Required action: Print the listing once more, exactly as written.
┌─ Data for the task
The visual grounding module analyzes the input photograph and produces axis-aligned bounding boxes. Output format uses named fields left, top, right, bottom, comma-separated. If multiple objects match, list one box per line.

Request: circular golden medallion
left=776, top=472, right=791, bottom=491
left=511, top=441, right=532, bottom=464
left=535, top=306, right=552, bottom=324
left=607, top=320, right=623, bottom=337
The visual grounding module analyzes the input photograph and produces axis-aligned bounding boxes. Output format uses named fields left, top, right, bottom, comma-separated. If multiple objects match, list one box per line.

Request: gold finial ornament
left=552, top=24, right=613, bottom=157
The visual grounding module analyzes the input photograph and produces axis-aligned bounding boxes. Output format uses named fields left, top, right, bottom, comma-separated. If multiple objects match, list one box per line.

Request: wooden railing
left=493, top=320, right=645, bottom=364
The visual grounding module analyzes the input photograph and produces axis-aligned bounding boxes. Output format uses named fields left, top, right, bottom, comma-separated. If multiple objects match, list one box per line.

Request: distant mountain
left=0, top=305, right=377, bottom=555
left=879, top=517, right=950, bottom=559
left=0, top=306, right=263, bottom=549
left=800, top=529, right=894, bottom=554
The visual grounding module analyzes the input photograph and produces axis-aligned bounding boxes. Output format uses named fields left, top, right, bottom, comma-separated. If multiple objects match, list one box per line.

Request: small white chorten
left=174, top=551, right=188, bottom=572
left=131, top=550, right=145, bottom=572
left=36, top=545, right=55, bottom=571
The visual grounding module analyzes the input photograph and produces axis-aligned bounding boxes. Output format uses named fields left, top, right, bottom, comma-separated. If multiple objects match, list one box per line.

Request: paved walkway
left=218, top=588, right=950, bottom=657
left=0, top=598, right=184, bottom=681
└─
Answer to the exercise:
The visual grounding module analyzes the input photograph and produces axis-aligned bounding boxes. Output format uses named fields left, top, right, bottom, comma-separated. If multiple objects match, list one box per line.

Request: circular golden medallion
left=776, top=472, right=791, bottom=491
left=511, top=441, right=532, bottom=464
left=535, top=306, right=552, bottom=324
left=607, top=320, right=623, bottom=337
The visual grounding module analyzes the input photograph and produces axis-aligned bounding boxes. Output format uses named fields left, top, right, bottom, comma-separated. If multiple objects match, list one box per line.

Request: gold finial ornament
left=552, top=24, right=613, bottom=157
The visual grounding module analyzes the input photograph and produces axis-aligned bounding boxes. Output format uses named fields left, top, right, bottom, comma-separated. If multiple objects match, list one box per line.

Request: wooden railing
left=493, top=320, right=645, bottom=364
The visual grounding module analyzes the input photograph and produces axis-aligned bounding boxes. Output format uses named fields left, top, right, bottom, comma-separated. If multiple objects match, list one box per line.

Request: distant mountain
left=0, top=305, right=377, bottom=555
left=879, top=517, right=950, bottom=559
left=0, top=306, right=263, bottom=549
left=800, top=529, right=894, bottom=554
The visual grounding module analyzes the input photograph and produces axis-aligned bounding boxes. Output format uses named fields left, top, right, bottom, comma-separated. If multiple objects match, list one box per line.

Request: small white chorten
left=174, top=551, right=188, bottom=572
left=131, top=550, right=145, bottom=572
left=36, top=545, right=55, bottom=571
The visual grounding module analyzes the input photograph and produces axis-aligned bounding boxes. Output format uses named fields left, top, right, bottom, comma-separated. If multiple objects match, list one box per line.

Request: paved walkway
left=218, top=588, right=950, bottom=657
left=0, top=598, right=184, bottom=681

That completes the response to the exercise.